__The problem__
From the listing below, reproduce word for word the part that opens with the line containing "One point marks each instance of the man's" and closes with the line containing "One point marks each instance of the white flag."; reproduce nothing else.

─── Source data ───

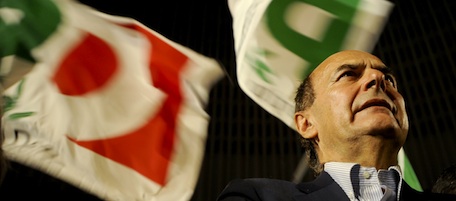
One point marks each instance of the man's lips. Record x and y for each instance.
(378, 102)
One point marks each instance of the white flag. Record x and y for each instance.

───
─── Source data ───

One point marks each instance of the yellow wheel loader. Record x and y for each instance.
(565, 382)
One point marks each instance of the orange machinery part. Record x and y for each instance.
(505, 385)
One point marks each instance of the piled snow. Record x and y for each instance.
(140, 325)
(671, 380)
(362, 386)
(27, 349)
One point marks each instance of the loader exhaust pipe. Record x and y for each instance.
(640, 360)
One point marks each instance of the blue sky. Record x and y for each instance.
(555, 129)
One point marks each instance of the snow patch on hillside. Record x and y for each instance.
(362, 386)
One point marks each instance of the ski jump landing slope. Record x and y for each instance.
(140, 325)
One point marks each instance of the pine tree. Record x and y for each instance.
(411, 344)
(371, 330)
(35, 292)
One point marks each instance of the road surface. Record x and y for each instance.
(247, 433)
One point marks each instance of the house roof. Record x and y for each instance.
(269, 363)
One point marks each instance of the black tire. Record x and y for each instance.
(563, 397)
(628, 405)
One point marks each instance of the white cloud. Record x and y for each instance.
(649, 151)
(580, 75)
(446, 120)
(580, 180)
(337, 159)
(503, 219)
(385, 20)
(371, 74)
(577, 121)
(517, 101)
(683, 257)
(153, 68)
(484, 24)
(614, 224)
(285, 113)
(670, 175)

───

__Answer section__
One point marks each instance of the man's lips. Record x and y for each instance.
(378, 102)
One point marks each instance of the white flag. Record x and y for each instance.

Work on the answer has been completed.